------ Materials provided

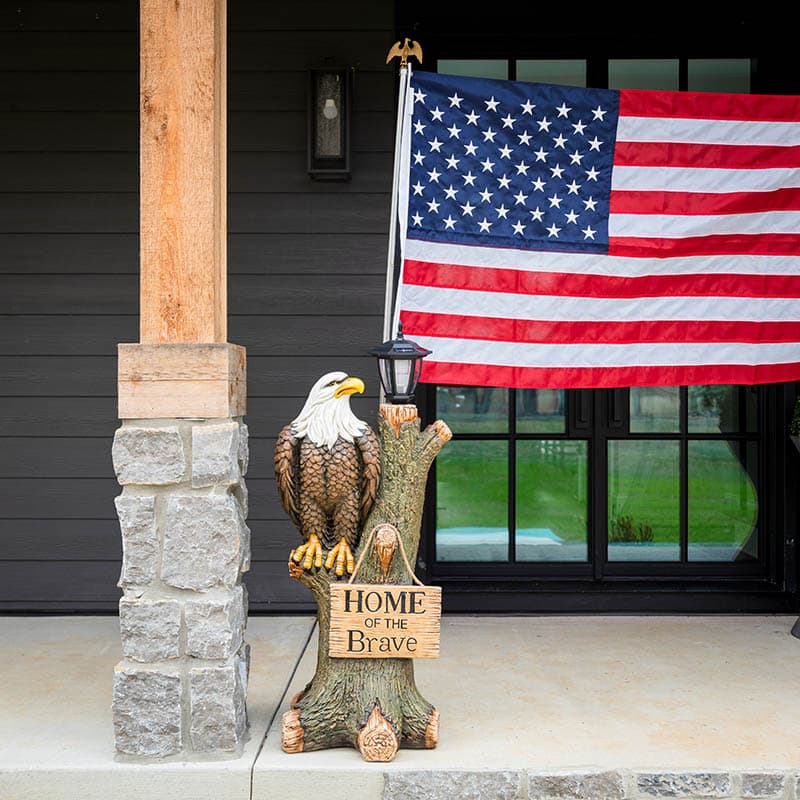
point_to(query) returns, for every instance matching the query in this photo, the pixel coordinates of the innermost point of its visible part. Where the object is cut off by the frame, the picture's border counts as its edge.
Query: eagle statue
(327, 469)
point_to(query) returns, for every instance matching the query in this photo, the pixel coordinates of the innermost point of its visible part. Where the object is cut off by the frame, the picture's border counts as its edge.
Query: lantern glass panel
(386, 375)
(403, 373)
(329, 116)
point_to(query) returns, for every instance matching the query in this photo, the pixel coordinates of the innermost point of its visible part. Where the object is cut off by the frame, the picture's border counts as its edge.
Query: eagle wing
(286, 467)
(370, 449)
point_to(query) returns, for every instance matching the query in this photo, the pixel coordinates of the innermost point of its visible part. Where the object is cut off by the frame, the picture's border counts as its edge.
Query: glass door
(599, 483)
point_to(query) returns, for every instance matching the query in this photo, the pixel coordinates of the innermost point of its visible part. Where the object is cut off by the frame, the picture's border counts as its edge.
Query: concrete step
(625, 708)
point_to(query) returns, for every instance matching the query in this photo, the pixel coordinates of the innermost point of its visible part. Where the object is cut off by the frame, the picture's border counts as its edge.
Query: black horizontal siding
(306, 268)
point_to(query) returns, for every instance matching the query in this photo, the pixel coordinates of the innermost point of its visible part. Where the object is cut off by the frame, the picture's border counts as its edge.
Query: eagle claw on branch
(342, 556)
(309, 553)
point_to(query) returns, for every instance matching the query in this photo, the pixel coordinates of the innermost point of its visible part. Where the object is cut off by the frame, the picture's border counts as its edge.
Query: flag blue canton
(507, 163)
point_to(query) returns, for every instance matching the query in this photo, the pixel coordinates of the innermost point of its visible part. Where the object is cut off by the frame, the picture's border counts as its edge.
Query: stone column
(182, 683)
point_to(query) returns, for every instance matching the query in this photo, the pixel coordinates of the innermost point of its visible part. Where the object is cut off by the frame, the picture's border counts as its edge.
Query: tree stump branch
(373, 704)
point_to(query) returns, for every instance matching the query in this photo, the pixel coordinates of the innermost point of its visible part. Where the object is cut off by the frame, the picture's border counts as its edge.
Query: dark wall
(306, 261)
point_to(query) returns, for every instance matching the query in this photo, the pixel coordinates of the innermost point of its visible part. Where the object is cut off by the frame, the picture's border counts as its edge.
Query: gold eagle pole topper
(408, 48)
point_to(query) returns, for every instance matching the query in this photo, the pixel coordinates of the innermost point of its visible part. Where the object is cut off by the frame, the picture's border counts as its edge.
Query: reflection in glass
(472, 502)
(723, 408)
(719, 75)
(723, 501)
(565, 72)
(541, 411)
(551, 500)
(473, 409)
(655, 409)
(643, 73)
(643, 500)
(474, 67)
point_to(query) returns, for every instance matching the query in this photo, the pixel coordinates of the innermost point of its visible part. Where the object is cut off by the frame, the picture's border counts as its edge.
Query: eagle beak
(349, 386)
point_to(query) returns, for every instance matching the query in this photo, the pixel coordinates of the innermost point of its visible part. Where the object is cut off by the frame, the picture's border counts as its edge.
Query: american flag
(564, 237)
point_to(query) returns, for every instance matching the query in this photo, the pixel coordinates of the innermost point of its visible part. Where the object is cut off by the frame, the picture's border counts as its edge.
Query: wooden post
(183, 365)
(183, 171)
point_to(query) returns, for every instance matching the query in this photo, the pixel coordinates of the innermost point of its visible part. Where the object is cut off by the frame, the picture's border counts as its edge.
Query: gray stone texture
(149, 456)
(244, 448)
(147, 712)
(453, 785)
(763, 784)
(684, 784)
(241, 493)
(150, 629)
(579, 785)
(137, 520)
(204, 542)
(215, 626)
(215, 454)
(218, 719)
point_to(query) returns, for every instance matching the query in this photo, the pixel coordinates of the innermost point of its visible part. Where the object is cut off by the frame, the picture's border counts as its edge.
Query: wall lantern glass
(329, 93)
(399, 367)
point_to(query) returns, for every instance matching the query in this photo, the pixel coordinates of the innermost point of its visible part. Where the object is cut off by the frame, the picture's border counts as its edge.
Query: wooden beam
(183, 217)
(181, 380)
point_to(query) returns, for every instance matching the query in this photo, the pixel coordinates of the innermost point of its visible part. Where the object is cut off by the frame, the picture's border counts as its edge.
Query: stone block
(447, 785)
(215, 625)
(217, 713)
(684, 784)
(241, 493)
(215, 454)
(763, 784)
(244, 448)
(246, 549)
(150, 456)
(147, 712)
(150, 629)
(579, 785)
(137, 521)
(203, 542)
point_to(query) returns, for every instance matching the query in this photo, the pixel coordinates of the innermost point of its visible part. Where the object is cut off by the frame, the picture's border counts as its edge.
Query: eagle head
(326, 414)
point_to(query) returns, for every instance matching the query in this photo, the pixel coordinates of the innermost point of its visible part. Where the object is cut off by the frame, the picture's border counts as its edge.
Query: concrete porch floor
(617, 707)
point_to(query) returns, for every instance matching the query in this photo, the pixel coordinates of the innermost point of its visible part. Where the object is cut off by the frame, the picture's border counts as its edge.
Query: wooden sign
(378, 620)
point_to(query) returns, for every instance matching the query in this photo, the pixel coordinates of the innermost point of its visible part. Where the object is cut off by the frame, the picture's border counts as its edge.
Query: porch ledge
(624, 708)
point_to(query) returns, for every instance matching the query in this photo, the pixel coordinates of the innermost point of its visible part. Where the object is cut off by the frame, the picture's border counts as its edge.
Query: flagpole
(405, 50)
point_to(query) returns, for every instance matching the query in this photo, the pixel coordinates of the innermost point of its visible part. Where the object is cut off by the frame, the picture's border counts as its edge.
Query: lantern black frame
(332, 166)
(388, 354)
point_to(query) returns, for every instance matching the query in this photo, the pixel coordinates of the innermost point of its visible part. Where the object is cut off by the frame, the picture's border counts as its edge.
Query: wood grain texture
(384, 621)
(181, 380)
(183, 212)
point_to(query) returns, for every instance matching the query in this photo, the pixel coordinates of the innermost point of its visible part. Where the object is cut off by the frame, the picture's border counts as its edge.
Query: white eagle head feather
(326, 414)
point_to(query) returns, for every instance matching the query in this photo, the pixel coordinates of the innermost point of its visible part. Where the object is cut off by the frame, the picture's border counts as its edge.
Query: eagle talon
(342, 557)
(310, 553)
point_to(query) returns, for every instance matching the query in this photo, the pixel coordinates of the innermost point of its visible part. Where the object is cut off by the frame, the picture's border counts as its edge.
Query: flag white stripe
(514, 354)
(508, 305)
(597, 263)
(697, 179)
(707, 131)
(676, 226)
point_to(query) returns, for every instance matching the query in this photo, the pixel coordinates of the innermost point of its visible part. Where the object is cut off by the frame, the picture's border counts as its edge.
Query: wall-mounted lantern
(329, 93)
(399, 367)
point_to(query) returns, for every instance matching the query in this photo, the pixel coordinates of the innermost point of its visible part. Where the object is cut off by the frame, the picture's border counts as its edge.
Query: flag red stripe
(765, 244)
(602, 377)
(416, 323)
(708, 105)
(636, 202)
(456, 276)
(674, 154)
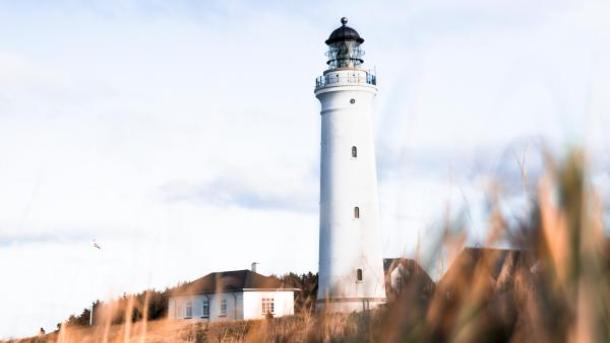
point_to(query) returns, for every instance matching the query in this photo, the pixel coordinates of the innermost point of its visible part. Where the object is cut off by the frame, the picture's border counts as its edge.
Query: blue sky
(184, 136)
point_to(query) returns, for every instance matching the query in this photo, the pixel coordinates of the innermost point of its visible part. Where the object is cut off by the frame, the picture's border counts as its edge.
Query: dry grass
(557, 289)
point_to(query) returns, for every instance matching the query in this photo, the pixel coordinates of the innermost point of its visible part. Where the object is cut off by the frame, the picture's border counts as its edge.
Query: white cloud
(109, 110)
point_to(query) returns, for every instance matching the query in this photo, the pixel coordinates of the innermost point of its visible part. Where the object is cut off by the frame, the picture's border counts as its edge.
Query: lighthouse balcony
(346, 77)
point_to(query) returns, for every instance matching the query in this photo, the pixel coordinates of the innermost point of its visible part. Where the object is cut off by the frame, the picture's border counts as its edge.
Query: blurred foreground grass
(554, 288)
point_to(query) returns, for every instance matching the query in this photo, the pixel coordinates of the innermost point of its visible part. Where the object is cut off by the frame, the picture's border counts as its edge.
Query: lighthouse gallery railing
(332, 78)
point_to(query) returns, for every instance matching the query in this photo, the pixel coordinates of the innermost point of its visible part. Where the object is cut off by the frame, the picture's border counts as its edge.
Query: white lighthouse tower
(350, 262)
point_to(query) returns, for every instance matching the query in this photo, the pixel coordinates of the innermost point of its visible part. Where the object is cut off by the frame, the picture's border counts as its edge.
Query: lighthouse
(350, 262)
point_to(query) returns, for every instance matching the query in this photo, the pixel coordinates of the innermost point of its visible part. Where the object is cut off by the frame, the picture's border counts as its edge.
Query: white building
(231, 295)
(350, 263)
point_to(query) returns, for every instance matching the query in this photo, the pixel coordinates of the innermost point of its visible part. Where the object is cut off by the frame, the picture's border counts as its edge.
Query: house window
(205, 309)
(223, 308)
(267, 306)
(188, 310)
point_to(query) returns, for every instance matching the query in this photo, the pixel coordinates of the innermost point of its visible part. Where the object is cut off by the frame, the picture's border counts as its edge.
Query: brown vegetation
(555, 288)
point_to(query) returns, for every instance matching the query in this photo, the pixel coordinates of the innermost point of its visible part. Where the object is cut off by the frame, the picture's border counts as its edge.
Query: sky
(183, 136)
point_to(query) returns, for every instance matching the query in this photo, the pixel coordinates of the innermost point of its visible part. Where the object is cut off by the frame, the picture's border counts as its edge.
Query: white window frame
(188, 310)
(266, 305)
(223, 308)
(205, 308)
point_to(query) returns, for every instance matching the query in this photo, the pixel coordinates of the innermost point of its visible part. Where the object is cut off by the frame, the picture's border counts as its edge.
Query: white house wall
(242, 305)
(177, 306)
(283, 303)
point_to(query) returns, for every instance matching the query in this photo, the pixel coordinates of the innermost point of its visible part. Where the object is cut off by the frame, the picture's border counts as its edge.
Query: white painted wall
(346, 243)
(283, 303)
(240, 305)
(177, 306)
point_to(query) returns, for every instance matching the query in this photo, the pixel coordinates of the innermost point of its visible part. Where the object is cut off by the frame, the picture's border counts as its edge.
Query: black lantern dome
(344, 33)
(344, 47)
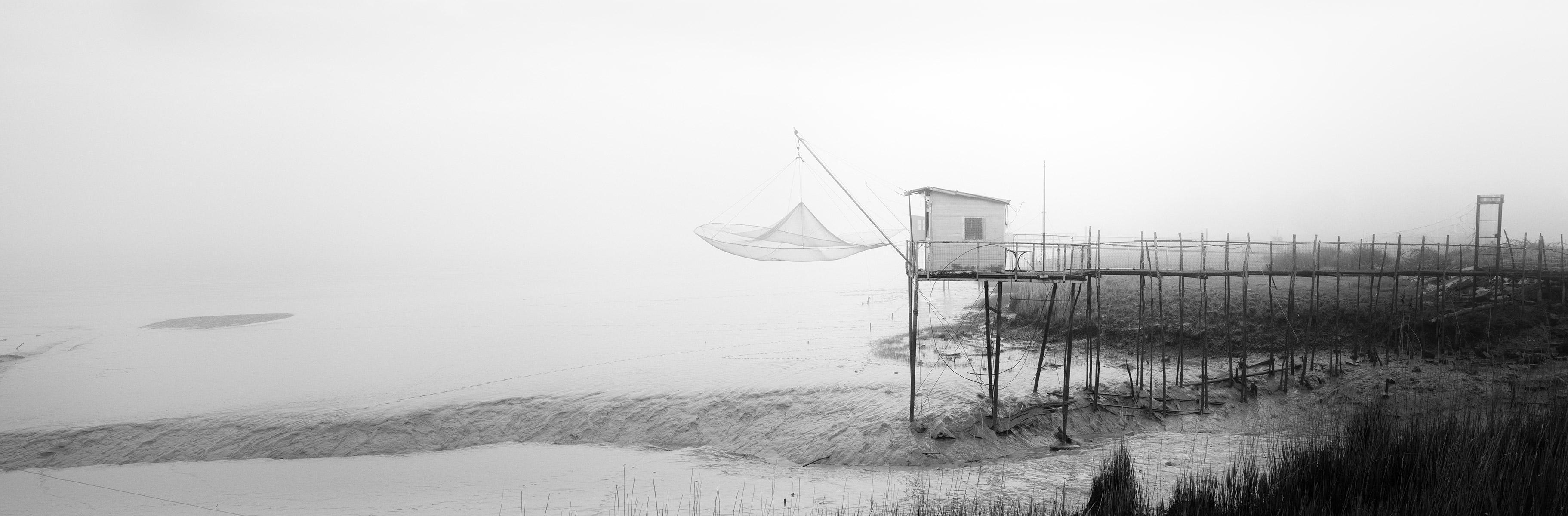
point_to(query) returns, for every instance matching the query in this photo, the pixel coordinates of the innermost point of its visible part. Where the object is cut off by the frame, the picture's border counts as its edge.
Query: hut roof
(957, 194)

------------

Directions →
Count the lines above that contain the string "black", and reply with only that number.

Finished task →
3